**Exercise task:** Reproduce all of the records below line for line, changing nothing.

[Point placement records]
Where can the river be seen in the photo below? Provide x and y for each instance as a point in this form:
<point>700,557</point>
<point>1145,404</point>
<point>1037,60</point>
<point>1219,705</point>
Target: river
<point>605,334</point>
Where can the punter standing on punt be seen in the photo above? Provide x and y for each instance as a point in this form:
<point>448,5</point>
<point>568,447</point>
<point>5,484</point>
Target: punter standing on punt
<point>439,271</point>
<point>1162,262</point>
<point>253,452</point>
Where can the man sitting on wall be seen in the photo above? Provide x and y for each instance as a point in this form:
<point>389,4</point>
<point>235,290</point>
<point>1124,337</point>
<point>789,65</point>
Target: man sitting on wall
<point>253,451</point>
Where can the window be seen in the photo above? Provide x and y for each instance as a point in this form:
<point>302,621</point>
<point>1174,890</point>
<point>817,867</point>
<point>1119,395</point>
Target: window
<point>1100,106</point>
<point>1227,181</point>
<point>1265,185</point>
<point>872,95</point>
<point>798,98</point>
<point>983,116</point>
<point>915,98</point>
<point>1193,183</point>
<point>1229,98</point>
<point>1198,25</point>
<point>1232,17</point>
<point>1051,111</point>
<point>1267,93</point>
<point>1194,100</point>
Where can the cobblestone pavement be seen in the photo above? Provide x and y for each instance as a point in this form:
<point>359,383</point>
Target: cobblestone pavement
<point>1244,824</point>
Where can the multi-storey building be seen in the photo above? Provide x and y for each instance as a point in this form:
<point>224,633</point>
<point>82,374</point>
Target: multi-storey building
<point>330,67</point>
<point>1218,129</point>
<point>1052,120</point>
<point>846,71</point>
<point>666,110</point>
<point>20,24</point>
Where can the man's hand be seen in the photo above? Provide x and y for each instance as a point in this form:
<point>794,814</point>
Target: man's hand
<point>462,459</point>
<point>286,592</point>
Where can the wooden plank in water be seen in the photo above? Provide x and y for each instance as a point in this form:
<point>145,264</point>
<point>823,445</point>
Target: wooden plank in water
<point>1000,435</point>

**Problem solution:**
Where can the river be seen in the photo below? Provide x and y for each instance as a point in this form:
<point>700,557</point>
<point>1145,404</point>
<point>1037,60</point>
<point>1219,705</point>
Target: river
<point>605,334</point>
Where can the punter standing on punt be seen in the photo above? Provide x and y for each instance as a point in this form:
<point>448,5</point>
<point>568,447</point>
<point>5,484</point>
Target: punter standing on punt
<point>439,271</point>
<point>1162,262</point>
<point>253,452</point>
Where can the man sitting on wall be seen in the photo above? Provide x and y for each instance as a point in this form:
<point>389,4</point>
<point>235,290</point>
<point>1124,337</point>
<point>789,65</point>
Target: man sitting on wall
<point>253,451</point>
Where can the window be seen in the photo above? Provide x and y for each instance as a point in this form:
<point>302,621</point>
<point>1174,890</point>
<point>817,867</point>
<point>1119,395</point>
Target: window
<point>1100,106</point>
<point>1227,181</point>
<point>1265,185</point>
<point>872,95</point>
<point>798,98</point>
<point>983,116</point>
<point>915,98</point>
<point>1193,183</point>
<point>1229,98</point>
<point>1198,25</point>
<point>1232,17</point>
<point>1051,111</point>
<point>1267,93</point>
<point>1194,100</point>
Where can the cobblestone pavement be seen in the photo above? Provide x and y for each instance as a point in this form:
<point>359,383</point>
Target: cobblestone pavement
<point>1244,824</point>
Where can the multi-storey building be seen in the photo above? Provide x and y for each instance as a point in this form:
<point>224,633</point>
<point>82,374</point>
Target: multi-storey building
<point>330,67</point>
<point>1218,129</point>
<point>1052,120</point>
<point>846,71</point>
<point>666,110</point>
<point>20,24</point>
Where can the man's hand be seen in the photo above? Provide x and y for each instance as a point in this form:
<point>794,814</point>
Target: man's hand
<point>462,459</point>
<point>286,592</point>
Where can the wooden plank in water be seen in the photo above? Provide x and y for each instance as a point in this form:
<point>145,264</point>
<point>823,445</point>
Target: wooden plank in water
<point>1000,435</point>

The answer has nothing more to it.